TASK DETAILS: Print each entry word for word.

DATASET ENTRIES:
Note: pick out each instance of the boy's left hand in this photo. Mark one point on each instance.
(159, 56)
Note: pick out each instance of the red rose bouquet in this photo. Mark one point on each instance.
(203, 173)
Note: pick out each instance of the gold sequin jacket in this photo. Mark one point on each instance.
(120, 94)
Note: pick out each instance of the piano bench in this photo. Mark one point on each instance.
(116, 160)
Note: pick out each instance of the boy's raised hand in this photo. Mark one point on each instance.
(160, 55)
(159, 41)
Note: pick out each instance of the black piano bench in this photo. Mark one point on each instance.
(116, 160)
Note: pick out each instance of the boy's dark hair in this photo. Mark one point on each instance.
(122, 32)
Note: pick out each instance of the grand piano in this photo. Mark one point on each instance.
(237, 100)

EXERCISE RESULT:
Note: pick out each instance of the boy's left hand in this photo. Mark one point on each instance.
(159, 56)
Note: pick out each instance of the red rose bouquet in this photo. Mark one point on each instance.
(203, 173)
Note: pick out each instance of the gold sequin jacket in this photo. Mark one point on each instance.
(120, 94)
Note: pick out each instance of the piano bench in this photo. Mark one point on each instance.
(116, 160)
Note: pick out each instance of the boy's raised hand in this photo. Mark one point on each instance.
(160, 55)
(159, 41)
Note: pick out each instance of the black piano bench in this photo. Mark one point on each instance.
(116, 160)
Note: pick out each instance of the boy's dark hair in this photo. Mark one point on each instance.
(122, 32)
Note: pick out each instance of the grand piano in this photo. Mark one point on each instance.
(237, 100)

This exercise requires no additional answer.